▼▼▼

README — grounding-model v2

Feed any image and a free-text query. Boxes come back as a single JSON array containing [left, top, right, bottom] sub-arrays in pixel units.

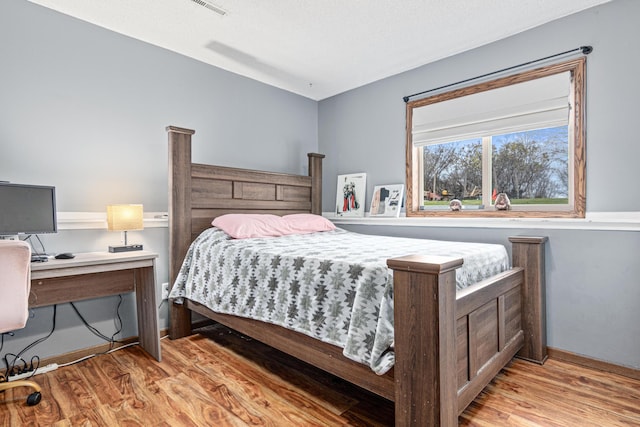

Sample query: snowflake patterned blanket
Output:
[[170, 227, 509, 375]]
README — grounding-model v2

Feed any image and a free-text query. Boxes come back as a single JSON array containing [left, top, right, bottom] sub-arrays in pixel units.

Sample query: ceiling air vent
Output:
[[191, 0, 227, 16]]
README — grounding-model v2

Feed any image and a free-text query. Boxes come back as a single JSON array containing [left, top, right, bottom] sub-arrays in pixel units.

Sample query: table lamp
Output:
[[107, 205, 144, 252]]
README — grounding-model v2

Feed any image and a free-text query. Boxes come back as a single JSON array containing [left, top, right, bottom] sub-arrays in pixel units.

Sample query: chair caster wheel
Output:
[[27, 391, 42, 406]]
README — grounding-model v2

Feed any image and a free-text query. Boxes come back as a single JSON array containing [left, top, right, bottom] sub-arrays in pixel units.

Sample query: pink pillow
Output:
[[282, 214, 336, 234], [211, 214, 291, 239]]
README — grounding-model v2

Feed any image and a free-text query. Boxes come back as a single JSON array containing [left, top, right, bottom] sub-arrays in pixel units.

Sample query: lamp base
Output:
[[109, 245, 142, 253]]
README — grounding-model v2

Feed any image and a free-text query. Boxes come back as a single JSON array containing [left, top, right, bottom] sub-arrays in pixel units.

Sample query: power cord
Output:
[[69, 294, 124, 350], [0, 304, 58, 381]]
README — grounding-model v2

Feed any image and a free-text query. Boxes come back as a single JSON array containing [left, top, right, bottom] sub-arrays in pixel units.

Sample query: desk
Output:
[[29, 251, 160, 361]]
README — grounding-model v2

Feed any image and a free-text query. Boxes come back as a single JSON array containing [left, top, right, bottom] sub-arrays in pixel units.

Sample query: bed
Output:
[[167, 126, 547, 426]]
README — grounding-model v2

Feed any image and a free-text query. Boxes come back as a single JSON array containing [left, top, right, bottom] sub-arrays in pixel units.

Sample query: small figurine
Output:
[[449, 199, 462, 212], [493, 193, 511, 211]]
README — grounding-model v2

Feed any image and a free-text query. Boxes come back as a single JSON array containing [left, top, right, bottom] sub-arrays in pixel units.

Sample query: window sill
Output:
[[323, 212, 640, 231]]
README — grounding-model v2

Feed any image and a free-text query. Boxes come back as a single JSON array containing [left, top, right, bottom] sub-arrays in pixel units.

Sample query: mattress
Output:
[[170, 227, 509, 374]]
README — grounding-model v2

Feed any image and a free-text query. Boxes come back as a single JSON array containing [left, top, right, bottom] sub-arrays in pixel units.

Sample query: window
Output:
[[407, 58, 585, 217]]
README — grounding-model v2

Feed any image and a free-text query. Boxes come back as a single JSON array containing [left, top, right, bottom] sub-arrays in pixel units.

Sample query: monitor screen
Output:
[[0, 183, 58, 236]]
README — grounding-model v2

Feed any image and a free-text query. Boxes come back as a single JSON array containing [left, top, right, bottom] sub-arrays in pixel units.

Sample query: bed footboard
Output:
[[387, 237, 546, 426]]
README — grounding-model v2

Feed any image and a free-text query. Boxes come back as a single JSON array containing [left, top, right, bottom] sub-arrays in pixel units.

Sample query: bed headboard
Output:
[[167, 126, 324, 283]]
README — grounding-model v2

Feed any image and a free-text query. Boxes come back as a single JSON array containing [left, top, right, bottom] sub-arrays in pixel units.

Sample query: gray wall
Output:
[[318, 0, 640, 368], [0, 0, 317, 364], [0, 0, 640, 368]]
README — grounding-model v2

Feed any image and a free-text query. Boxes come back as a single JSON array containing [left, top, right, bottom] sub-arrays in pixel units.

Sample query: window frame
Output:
[[406, 57, 586, 218]]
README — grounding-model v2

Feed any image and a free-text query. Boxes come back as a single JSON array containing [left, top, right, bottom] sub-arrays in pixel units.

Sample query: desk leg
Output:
[[135, 261, 160, 362]]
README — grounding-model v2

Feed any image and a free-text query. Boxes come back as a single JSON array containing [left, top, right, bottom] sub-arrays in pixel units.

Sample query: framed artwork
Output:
[[336, 173, 367, 216], [369, 184, 404, 218]]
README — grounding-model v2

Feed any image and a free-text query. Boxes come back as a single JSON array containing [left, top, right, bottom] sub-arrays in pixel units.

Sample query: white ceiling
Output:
[[29, 0, 610, 100]]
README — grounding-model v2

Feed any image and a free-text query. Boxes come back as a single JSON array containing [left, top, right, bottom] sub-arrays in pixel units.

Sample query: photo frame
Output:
[[336, 172, 367, 217], [369, 184, 404, 218]]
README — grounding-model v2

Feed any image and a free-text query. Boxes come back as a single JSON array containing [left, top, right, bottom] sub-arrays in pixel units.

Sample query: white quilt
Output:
[[170, 227, 509, 374]]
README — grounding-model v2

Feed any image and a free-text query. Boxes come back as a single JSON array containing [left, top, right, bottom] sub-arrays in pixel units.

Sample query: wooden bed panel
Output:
[[456, 316, 469, 388]]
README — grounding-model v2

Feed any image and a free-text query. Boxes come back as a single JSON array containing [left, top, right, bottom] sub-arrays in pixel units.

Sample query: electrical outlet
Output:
[[162, 282, 169, 301]]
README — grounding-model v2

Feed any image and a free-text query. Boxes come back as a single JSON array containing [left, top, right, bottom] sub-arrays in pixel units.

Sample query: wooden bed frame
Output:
[[167, 126, 547, 426]]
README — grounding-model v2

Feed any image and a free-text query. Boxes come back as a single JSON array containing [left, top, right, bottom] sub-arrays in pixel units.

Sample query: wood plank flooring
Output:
[[0, 326, 640, 427]]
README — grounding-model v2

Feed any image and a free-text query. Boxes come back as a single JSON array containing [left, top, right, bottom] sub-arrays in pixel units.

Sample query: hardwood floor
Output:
[[0, 326, 640, 427]]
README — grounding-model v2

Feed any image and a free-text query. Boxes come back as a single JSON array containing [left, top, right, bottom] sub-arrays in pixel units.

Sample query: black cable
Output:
[[69, 294, 124, 348], [0, 304, 58, 381], [402, 46, 593, 102]]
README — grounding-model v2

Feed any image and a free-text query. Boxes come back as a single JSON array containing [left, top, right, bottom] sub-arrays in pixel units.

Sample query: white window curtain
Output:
[[412, 72, 571, 147]]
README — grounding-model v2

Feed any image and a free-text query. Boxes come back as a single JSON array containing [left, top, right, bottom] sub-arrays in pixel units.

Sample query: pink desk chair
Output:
[[0, 240, 42, 406]]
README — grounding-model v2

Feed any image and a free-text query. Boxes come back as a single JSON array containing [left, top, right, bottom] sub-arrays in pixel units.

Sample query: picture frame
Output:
[[369, 184, 404, 218], [336, 172, 367, 217]]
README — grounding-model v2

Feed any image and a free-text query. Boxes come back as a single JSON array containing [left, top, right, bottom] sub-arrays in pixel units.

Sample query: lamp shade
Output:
[[107, 205, 144, 231]]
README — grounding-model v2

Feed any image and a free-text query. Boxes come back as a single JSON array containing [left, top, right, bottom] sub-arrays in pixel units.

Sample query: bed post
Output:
[[509, 236, 547, 364], [387, 255, 462, 426], [307, 153, 324, 215], [167, 126, 195, 339]]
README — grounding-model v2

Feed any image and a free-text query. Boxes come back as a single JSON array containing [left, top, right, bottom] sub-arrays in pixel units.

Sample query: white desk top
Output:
[[31, 251, 158, 279]]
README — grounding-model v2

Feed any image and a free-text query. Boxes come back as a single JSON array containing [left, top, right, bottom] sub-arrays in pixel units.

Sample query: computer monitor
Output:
[[0, 182, 58, 236]]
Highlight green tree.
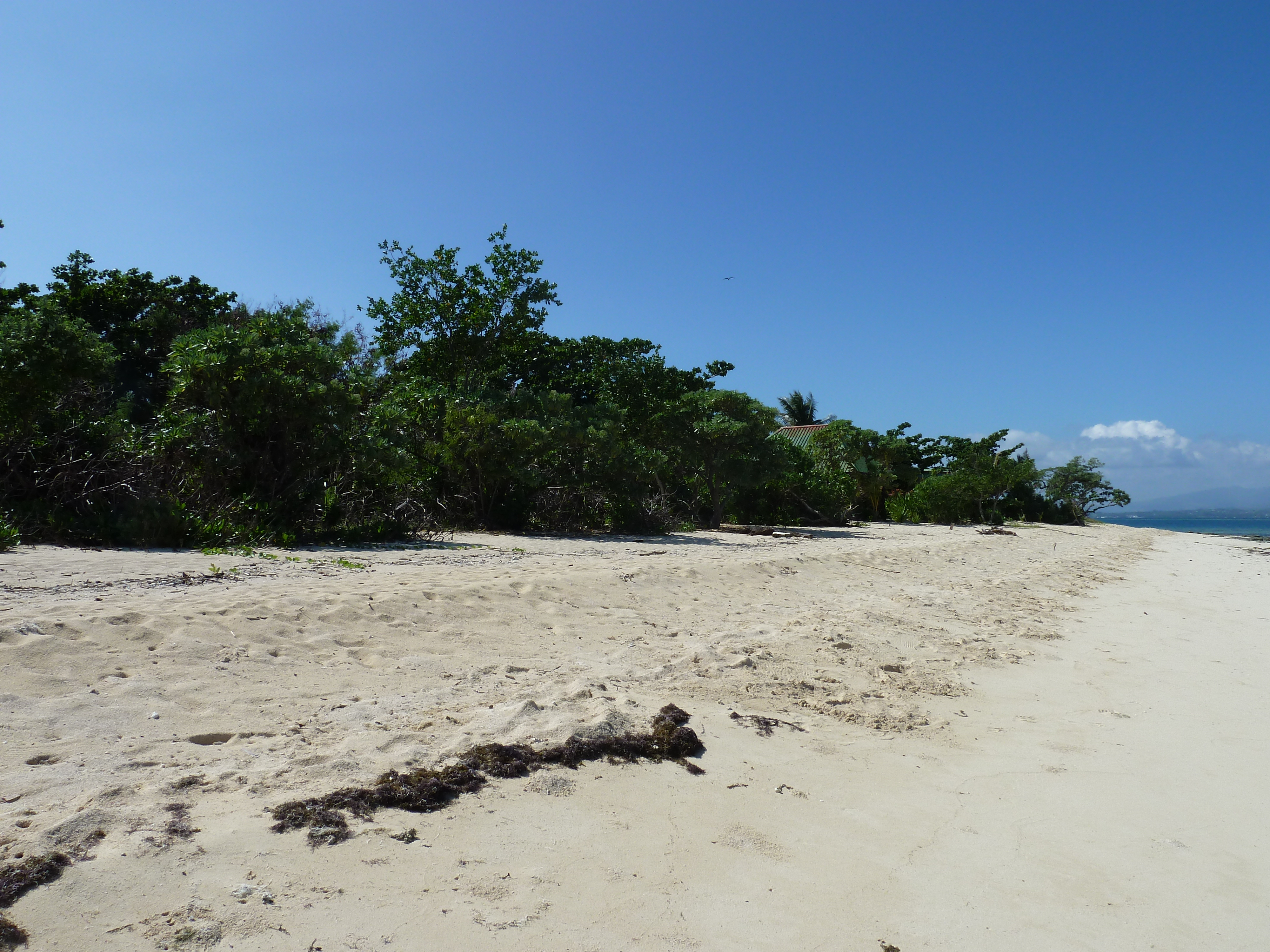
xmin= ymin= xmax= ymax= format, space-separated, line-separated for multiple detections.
xmin=776 ymin=390 xmax=819 ymax=426
xmin=1045 ymin=456 xmax=1132 ymax=526
xmin=151 ymin=301 xmax=368 ymax=534
xmin=810 ymin=420 xmax=937 ymax=519
xmin=47 ymin=251 xmax=235 ymax=421
xmin=366 ymin=225 xmax=560 ymax=395
xmin=676 ymin=390 xmax=777 ymax=529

▲▲▲

Update the data from its first line through the line with "[[27, 391, 42, 406]]" by replacing "Sample query" with "Example query" and leaving everything else unchanged. Omit the pictures from your answer.

COMPLETED TASK:
README — grounding-model v2

Feed any image and a free-text query. Boxes come back as a single JSON array containing [left, top, right, bottom] sub-arrays in pixel units.


Example query: snowflake patterned blanket
Output:
[[170, 227, 509, 375]]
README — grounding-model v2

Feed any image and a free-text query. Boxes come back as a single JSON array containing [left, top, right, bottom] sub-arrays in pixel units.

Example query: ceiling air vent
Output:
[[191, 0, 227, 16]]
README — grounding-model v2

Feed any image and a free-text query. Boxes come back as a single JSON array containing [left, top, right, bottom] sub-arrays in pixel units.

Example query: table lamp
Output:
[[107, 205, 144, 252]]
README — grounding-model v2

Feed any image and a free-text query. Boxes come back as a single JSON array containing [left, top, right, bottom] sub-arrays in pixel units.

Example query: chair caster wheel
Output:
[[27, 391, 42, 406]]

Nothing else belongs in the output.